# STORED RECORDS start

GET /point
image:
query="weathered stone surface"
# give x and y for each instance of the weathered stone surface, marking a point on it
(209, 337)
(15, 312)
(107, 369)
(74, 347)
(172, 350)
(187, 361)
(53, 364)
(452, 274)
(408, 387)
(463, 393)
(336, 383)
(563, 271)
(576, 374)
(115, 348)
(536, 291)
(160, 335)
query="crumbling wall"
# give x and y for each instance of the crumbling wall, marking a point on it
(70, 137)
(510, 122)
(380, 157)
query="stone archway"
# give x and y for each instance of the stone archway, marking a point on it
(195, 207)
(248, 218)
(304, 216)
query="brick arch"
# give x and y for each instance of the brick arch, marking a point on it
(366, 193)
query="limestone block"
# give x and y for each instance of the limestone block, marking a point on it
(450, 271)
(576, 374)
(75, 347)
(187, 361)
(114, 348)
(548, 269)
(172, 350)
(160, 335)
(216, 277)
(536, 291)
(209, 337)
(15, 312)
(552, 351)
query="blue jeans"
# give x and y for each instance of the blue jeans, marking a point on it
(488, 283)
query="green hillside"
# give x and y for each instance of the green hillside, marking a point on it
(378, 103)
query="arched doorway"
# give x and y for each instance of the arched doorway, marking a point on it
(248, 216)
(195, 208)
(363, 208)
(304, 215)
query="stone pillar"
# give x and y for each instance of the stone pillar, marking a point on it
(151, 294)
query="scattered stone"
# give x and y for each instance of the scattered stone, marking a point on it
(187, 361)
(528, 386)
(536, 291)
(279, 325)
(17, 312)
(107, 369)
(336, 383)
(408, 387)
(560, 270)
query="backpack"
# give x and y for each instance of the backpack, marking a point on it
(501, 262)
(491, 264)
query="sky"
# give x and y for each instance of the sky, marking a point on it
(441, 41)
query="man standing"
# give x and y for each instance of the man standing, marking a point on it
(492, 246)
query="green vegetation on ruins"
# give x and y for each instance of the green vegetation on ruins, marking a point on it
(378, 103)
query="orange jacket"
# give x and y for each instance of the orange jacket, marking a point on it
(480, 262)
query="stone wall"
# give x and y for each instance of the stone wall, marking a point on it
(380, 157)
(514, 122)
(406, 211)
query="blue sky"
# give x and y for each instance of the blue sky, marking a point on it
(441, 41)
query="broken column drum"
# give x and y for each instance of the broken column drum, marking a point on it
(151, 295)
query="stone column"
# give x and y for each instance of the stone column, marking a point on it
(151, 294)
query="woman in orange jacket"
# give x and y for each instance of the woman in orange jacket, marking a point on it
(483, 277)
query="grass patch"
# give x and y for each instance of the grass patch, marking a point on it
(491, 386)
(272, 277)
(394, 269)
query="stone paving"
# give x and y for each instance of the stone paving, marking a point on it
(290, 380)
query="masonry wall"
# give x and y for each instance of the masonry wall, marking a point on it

# STORED RECORDS end

DIRECTION
Your task is to print the whole listing again exactly.

ANSWER TO THIS TASK
GET /point
image:
query="weathered stone surface"
# give x and y for each instance of the weathered stone surface, marking a point on it
(209, 337)
(15, 312)
(107, 369)
(74, 347)
(172, 350)
(187, 361)
(53, 364)
(452, 274)
(408, 387)
(463, 393)
(336, 383)
(563, 271)
(576, 374)
(115, 348)
(536, 291)
(160, 335)
query="crumbling wall"
# give x and y for each instance of the crumbling wall, marking a point on it
(70, 137)
(510, 122)
(380, 157)
query="stone archway"
# give x and y for each instance of the stone archway, marking a point on it
(195, 207)
(248, 218)
(304, 216)
query="brick arch"
# give x and y for each instance of the brick arch, marking a point on it
(366, 193)
query="limestone block"
# give x and y for each instance of the limestone block, marking a point on it
(450, 271)
(576, 374)
(75, 347)
(187, 361)
(114, 348)
(548, 269)
(172, 350)
(160, 335)
(216, 277)
(536, 291)
(209, 337)
(15, 312)
(552, 351)
query="blue jeans"
# give x and y for each instance of the blue jeans, marking a point on it
(488, 283)
query="green hillside"
# give x and y for each instance of the green hillside, marking a point on it
(378, 103)
query="arched doorway"
# give x and y for each instance of the arched doorway, marking a point on it
(248, 216)
(195, 208)
(363, 208)
(304, 215)
query="stone pillar"
# give x and y for each instance of the stone pillar, marking a point on it
(151, 294)
query="scattered stone"
# give x and y for each instance of the scattered stone, marking a point on it
(187, 361)
(528, 386)
(536, 291)
(279, 325)
(17, 312)
(107, 369)
(336, 383)
(408, 387)
(560, 270)
query="backpack"
# give x and y for each instance of the backpack, marking a point on it
(501, 262)
(491, 264)
query="sky"
# give x and y for each instance of the sky, marking a point on it
(441, 41)
query="man standing"
# give x and y for each instance of the man standing, marking a point on it
(492, 246)
query="green vegetation on ruins"
# give x and y for each instance of the green vegetation on ruins, marking a point on it
(378, 103)
query="orange jacket"
# give x and y for each instance of the orange jacket, marking a point on it
(480, 262)
query="stone wall"
# give x and y for each instance of the stone wall, marking a point on it
(380, 157)
(514, 122)
(406, 211)
query="blue sky"
# give x and y for each instance of the blue sky, marking a point on it
(441, 41)
query="broken column drum"
# give x and y for each instance of the broken column drum, marking a point on it
(151, 295)
query="stone column"
# give x and y for each instance of the stone column, marking a point on it
(151, 294)
query="woman in orange jacket"
# give x and y for each instance of the woman in orange jacket, marking a point on it
(483, 277)
query="grass patch"
# give x and y for each instance of the grass patch, marking a point on it
(491, 386)
(272, 277)
(394, 269)
query="stone paving"
# give x and y for each instance of the stone paving, marking a point on it
(290, 380)
query="masonry wall"
# give x and y for each instance of the masonry wall, marking a point on it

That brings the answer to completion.